START Given text

Sundance Institute has always been about supporting the new and emerging talent and this year, they have taken a step towards women empowerment.
Their two-week Theater Program as The Theatre Lab at the Massachusetts Museum of Contemporary Art (MASS MoCA) will be supporting three ambitious new works for stage and their four women creators. The Lab runs from November 10 till November 24, features concentrated time and resources that includes daily rehearsals and individual casting from a reputed acting company.
Theatre Program’s Interim Director, Christopher Hibma says, “This year’s cohort represents women at the vanguard of creativity and performance — not only the women who create these works but the entire artistic community of women artists around them. MASS MoCA is an inspiring setting for this creative endeavor, and contemporary art, nature, rigor, and community will define our time together.”

END Given text

Task prompt:
Turn the paragraph in the Sundance Theatre Lab piece that begins "Their two-week Theater Program" into a short list that keeps its main facts. The rows are not needed here.

START Data shown

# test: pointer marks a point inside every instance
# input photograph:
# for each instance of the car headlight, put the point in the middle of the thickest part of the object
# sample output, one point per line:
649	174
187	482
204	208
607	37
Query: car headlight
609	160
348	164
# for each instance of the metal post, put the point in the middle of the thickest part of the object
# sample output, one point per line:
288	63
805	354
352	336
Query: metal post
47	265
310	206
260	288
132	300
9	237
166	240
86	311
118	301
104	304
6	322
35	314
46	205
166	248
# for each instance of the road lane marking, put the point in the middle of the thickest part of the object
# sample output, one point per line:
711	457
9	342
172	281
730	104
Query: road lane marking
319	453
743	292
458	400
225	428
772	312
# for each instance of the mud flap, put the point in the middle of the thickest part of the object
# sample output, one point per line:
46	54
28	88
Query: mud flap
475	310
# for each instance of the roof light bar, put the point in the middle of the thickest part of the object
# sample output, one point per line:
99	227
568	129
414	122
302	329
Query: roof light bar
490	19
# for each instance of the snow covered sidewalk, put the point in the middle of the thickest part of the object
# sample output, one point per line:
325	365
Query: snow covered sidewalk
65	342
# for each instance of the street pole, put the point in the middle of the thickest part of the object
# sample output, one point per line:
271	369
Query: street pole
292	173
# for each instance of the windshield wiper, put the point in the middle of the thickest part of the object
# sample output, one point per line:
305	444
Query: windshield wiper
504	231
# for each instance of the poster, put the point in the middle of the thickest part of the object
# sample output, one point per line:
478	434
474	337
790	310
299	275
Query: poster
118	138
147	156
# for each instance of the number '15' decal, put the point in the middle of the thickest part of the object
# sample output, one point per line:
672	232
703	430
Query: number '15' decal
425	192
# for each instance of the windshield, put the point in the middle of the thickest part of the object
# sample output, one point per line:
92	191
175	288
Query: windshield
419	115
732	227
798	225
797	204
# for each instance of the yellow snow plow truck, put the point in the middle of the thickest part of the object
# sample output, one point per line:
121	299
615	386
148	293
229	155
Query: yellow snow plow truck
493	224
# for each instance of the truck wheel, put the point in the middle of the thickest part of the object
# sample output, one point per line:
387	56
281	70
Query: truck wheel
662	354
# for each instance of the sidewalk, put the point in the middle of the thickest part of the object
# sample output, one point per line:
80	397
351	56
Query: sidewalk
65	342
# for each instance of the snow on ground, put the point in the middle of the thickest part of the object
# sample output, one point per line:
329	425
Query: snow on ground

END Data shown

Answer box:
- Program: two-week Theatre Lab at the Massachusetts Museum of Contemporary Art (MASS MoCA)
- Supports: three ambitious new stage works and their four women creators
- Dates: November 10 to November 24
- Offers: concentrated time and resources, including daily rehearsals and individual casting from a reputed acting company